▶ What you are asked to do
Reproduce the whole of the data exactly.

○ ○ ○

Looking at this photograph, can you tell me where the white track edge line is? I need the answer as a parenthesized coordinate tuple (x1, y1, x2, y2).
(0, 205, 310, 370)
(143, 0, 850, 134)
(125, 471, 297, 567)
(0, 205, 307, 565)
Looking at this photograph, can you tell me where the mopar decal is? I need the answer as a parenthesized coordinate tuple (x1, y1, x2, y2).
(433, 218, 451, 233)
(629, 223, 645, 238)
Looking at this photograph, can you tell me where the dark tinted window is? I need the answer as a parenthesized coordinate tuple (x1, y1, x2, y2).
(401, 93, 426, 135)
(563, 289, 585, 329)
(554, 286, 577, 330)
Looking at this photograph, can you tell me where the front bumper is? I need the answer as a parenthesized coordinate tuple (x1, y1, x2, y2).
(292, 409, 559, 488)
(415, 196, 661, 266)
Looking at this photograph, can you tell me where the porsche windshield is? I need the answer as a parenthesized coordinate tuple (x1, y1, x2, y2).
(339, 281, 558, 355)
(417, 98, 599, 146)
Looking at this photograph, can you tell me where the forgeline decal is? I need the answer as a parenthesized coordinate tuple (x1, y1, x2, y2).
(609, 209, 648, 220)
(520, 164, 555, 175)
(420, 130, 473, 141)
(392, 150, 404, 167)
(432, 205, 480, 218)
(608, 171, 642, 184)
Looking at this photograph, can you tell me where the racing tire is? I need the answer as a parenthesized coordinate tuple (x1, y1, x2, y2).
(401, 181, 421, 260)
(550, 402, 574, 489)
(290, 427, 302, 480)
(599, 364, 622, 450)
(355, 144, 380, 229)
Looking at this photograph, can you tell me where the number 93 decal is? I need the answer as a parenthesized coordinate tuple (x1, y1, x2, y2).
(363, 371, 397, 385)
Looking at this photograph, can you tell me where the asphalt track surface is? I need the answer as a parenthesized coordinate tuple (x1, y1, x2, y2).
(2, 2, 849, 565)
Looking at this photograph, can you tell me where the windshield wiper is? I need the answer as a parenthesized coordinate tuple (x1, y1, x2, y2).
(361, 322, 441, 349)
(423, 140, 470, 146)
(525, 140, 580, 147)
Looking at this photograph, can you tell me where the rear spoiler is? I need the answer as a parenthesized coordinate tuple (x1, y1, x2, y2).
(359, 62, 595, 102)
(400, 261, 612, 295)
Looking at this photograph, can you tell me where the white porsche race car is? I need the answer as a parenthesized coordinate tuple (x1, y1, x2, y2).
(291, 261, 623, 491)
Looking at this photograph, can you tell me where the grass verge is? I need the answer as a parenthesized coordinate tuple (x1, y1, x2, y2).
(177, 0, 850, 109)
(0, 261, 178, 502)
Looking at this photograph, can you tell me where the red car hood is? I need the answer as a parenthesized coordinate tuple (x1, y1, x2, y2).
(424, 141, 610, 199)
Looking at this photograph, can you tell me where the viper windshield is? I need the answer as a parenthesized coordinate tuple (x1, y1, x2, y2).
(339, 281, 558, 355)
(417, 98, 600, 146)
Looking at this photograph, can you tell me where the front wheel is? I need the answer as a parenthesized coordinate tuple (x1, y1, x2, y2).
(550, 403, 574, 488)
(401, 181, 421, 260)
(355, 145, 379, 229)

○ ○ ○

▶ Exercise result
Looking at this photograph, can you tell me where the white track edge line is? I need the answer as a parenthesized coordinate tuple (x1, y1, x2, y2).
(0, 205, 310, 370)
(143, 0, 850, 134)
(125, 471, 297, 567)
(0, 205, 307, 565)
Looking at this photograph, can you tell me where the mopar decal is? I need the answer as a parenthesized coordinate tuple (x1, y1, x2, y2).
(433, 218, 451, 233)
(629, 223, 645, 238)
Looking at this photograph, can you tell me where the dark tinted window is? I need the answer as a parenthesized coordinate tuple (x1, y1, x2, y2).
(401, 93, 426, 135)
(563, 289, 585, 329)
(554, 286, 577, 330)
Looking at this photograph, can you tell me where the front bumper is? I need the answer as a parenthesized coordinate tuple (x1, y1, x2, y2).
(292, 409, 559, 488)
(415, 196, 661, 266)
Looking at this photograph, can you tell me where the porsche windshield is? I need the answer as a parenthesized coordinate tuple (x1, y1, x2, y2).
(339, 281, 558, 355)
(417, 98, 599, 146)
Looking at this photograph, can you tell me where the forgeline decal is? I need the answer as a parenthesized coordinate tuple (x1, y1, x2, y2).
(609, 209, 648, 220)
(520, 164, 555, 175)
(420, 130, 473, 141)
(392, 150, 404, 167)
(432, 205, 480, 218)
(608, 171, 642, 184)
Looking at this photograph, can you tell me where the racing tire is? I need the answer as a parenthesized coordinate tuple (x1, y1, x2, y2).
(401, 181, 421, 260)
(550, 402, 574, 489)
(290, 427, 302, 480)
(599, 364, 622, 450)
(355, 144, 380, 229)
Looking at this photograph, can you tell me where the number 93 decal is? I need the answer as a parenthesized coordinate tuple (x1, y1, x2, y2).
(363, 371, 397, 385)
Looking at this photograph, can you tell me where the asphalt track surface is? I need the answer as a parenthesized coordinate tuple (x1, y1, x2, y2).
(2, 2, 849, 565)
Looking at this photograph, can you tell me where the windshield wiper is? I need the answer as a parenthesized coordinate tuple (x1, y1, x2, y2).
(361, 322, 441, 349)
(423, 140, 470, 146)
(525, 140, 580, 147)
Looking at this photograph, can you tell me where the rear spoiler is? I need the answer as a parenthesized coordinate tuple (x1, y1, x2, y2).
(359, 62, 595, 102)
(400, 261, 612, 295)
Looking at this photograph, can you tell me where the white porsche race car is? I need the answer as a parenthesized coordinate tuple (x1, y1, x2, y2).
(291, 261, 623, 491)
Looking at this photograph, can you tell me where the grass verge is? I need the answer as a parenthesized coordinate tuple (x1, y1, x2, y2).
(177, 0, 850, 109)
(0, 261, 178, 502)
Looking at this photograph, can you tell me where the red car hood is? I need the answer as a parenthesized coordinate tuple (x1, y1, x2, y2).
(424, 141, 610, 199)
Looking at this photograph, can you tell me where the viper windshield is? I need the answer as a parenthesized coordinate tuple (x1, y1, x2, y2).
(339, 281, 558, 355)
(417, 98, 600, 146)
Looking at this photograph, can you tell me where the front wheel is? I need the answer as a parenthesized coordinate tuple (x1, y1, x2, y2).
(550, 403, 574, 488)
(401, 181, 421, 260)
(355, 145, 379, 229)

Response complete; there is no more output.